→ WHAT NEEDS TO BE DONE
Lift out all lines below that contain "target".

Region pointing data
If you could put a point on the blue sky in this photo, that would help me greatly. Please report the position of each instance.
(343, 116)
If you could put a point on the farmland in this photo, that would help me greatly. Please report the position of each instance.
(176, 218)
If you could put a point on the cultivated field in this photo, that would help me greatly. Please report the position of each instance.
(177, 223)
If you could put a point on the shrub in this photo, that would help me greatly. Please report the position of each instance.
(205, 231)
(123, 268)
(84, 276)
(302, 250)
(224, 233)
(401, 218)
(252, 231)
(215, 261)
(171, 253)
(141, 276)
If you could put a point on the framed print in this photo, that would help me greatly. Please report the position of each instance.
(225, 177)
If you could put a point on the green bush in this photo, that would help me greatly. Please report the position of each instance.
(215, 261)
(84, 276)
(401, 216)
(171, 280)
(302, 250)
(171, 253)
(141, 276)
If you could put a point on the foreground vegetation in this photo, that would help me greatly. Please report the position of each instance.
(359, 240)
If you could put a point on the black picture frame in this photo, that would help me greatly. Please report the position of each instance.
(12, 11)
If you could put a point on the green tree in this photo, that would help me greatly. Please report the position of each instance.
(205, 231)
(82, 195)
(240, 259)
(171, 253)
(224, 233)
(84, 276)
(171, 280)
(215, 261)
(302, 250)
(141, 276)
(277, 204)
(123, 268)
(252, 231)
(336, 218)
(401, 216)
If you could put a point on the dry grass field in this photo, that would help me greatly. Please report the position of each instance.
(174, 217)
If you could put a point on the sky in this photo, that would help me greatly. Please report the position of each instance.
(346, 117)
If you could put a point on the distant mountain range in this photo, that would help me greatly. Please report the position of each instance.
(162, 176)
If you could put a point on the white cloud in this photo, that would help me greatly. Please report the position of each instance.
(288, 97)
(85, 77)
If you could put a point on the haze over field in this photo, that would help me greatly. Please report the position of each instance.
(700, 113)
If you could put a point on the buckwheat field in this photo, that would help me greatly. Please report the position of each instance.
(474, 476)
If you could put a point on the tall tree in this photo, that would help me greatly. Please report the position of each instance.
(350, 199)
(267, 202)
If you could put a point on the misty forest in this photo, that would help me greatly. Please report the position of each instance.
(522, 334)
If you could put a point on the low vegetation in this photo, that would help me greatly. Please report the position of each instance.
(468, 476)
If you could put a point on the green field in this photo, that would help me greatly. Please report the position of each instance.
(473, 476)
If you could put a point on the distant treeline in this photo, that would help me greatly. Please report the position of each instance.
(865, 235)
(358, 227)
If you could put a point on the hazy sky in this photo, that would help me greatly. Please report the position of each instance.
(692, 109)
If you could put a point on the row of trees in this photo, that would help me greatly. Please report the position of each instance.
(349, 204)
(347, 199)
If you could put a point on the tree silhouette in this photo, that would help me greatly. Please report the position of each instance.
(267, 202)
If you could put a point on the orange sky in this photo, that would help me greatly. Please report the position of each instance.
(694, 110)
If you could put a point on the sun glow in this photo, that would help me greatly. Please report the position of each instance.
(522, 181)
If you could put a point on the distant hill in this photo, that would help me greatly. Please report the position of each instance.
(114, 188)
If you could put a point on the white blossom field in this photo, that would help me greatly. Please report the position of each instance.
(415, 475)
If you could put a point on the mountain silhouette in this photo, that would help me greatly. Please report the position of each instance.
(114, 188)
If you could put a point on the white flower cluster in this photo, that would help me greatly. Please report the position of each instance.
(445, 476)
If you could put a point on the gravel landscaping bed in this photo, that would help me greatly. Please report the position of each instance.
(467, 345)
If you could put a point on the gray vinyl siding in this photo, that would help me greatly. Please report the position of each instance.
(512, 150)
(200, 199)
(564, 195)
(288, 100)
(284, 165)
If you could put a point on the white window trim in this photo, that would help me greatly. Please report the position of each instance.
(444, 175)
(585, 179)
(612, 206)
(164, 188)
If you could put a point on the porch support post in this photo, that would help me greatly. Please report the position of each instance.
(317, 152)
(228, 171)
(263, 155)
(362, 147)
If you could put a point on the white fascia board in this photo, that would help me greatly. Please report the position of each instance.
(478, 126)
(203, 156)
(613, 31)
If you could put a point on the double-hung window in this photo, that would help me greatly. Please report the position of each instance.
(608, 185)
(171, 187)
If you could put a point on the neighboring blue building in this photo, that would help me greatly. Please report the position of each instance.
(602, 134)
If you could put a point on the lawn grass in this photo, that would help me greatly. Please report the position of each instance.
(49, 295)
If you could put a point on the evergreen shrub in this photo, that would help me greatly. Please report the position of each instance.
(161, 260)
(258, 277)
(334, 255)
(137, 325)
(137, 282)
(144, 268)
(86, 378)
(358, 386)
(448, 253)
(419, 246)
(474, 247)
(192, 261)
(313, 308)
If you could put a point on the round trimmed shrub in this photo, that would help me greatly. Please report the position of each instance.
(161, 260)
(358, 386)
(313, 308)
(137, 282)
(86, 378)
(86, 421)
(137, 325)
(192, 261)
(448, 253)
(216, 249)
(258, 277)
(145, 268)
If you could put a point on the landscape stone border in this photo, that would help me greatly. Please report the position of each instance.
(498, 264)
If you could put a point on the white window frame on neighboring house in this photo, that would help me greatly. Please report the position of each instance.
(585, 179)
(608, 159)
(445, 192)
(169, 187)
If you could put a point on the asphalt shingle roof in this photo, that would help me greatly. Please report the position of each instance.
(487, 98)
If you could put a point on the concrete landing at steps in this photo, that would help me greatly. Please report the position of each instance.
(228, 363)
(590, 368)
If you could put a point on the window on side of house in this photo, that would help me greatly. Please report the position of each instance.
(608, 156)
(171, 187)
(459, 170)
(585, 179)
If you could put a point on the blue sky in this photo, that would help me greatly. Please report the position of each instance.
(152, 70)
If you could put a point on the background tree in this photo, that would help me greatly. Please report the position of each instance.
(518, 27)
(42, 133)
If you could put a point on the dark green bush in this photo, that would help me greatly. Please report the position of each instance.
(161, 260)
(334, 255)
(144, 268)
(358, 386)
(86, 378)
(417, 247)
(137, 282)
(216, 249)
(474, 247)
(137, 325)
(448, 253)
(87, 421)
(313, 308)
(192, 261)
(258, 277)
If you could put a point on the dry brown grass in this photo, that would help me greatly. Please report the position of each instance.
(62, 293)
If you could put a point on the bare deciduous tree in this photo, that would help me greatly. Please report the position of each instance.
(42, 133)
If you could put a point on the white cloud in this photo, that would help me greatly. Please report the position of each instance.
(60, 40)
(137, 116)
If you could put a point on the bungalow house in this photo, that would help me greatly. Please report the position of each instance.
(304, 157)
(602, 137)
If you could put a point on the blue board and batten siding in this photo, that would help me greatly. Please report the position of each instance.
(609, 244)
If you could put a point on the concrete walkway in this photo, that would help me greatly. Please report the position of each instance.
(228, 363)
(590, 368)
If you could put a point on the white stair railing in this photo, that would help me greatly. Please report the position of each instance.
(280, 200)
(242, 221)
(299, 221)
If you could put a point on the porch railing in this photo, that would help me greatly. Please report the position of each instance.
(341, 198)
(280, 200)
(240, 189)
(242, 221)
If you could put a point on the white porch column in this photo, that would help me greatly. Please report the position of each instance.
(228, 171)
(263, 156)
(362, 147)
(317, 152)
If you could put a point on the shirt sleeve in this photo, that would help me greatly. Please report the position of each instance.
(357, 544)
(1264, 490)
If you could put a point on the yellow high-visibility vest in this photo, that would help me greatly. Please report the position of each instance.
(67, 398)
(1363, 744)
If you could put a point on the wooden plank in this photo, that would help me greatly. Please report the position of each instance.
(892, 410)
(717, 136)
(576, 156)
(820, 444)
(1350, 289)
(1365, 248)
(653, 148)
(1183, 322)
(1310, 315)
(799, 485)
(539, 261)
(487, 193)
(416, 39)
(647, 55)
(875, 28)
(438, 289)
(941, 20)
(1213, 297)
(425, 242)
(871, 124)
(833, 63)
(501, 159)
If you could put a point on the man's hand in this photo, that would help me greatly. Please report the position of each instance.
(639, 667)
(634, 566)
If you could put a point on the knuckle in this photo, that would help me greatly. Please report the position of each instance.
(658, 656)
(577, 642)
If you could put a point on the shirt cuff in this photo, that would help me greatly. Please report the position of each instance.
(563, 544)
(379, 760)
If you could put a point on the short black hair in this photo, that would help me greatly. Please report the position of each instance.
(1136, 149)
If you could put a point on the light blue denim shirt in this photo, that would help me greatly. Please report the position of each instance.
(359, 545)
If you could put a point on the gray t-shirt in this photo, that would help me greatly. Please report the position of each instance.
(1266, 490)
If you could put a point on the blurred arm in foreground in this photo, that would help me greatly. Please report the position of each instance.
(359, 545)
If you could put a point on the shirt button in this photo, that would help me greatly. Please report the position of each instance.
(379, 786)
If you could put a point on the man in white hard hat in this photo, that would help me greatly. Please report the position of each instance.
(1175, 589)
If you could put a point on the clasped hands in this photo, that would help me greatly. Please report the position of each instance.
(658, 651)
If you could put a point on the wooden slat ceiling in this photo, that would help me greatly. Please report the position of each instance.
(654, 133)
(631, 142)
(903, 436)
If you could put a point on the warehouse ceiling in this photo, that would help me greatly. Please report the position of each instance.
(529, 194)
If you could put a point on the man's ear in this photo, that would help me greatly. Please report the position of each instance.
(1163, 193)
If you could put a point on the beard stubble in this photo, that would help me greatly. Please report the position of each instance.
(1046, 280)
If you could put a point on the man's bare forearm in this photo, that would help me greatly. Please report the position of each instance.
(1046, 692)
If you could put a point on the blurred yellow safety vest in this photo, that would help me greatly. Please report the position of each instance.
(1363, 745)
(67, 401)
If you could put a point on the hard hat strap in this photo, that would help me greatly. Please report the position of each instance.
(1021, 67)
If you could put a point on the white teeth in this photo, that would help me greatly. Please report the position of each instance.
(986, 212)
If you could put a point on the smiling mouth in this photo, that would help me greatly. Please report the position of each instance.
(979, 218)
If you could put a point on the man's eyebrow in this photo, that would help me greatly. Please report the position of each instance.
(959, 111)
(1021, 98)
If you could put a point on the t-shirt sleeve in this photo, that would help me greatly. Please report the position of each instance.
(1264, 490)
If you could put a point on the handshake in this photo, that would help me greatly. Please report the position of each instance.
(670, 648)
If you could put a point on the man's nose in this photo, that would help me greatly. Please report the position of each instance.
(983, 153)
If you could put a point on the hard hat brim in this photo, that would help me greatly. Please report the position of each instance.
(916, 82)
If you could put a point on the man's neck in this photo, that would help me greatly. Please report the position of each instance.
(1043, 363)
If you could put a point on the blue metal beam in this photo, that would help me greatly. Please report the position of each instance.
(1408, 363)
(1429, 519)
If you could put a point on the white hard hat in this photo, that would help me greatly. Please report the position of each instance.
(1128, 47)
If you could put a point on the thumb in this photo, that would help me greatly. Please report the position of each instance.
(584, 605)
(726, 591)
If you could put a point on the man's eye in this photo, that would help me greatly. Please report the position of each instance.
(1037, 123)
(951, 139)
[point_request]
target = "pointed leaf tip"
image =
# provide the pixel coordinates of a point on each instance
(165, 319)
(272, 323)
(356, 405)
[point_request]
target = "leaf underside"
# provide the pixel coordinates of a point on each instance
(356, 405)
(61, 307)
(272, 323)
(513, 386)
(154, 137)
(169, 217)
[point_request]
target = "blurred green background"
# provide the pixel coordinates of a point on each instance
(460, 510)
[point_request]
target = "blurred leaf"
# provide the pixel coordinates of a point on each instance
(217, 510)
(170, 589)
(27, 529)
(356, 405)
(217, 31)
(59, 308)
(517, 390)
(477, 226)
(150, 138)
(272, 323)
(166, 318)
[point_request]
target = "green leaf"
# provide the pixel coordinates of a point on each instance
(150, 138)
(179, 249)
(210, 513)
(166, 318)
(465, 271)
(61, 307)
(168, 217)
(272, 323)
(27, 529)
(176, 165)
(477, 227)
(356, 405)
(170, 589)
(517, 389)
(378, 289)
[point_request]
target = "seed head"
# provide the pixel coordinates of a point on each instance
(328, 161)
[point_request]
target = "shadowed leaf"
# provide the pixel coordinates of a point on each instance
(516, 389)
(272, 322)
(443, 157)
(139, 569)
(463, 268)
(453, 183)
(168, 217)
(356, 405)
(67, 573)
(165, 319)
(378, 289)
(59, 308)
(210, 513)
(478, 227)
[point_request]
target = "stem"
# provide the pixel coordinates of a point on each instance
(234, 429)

→ EXERCISE RESPONSE
target = "pointed leaf tip"
target = "leaf underside"
target = "blurred green background"
target = "blurred leaf"
target = "green leaf"
target = "seed head"
target = "shadowed leaf"
target = "stem"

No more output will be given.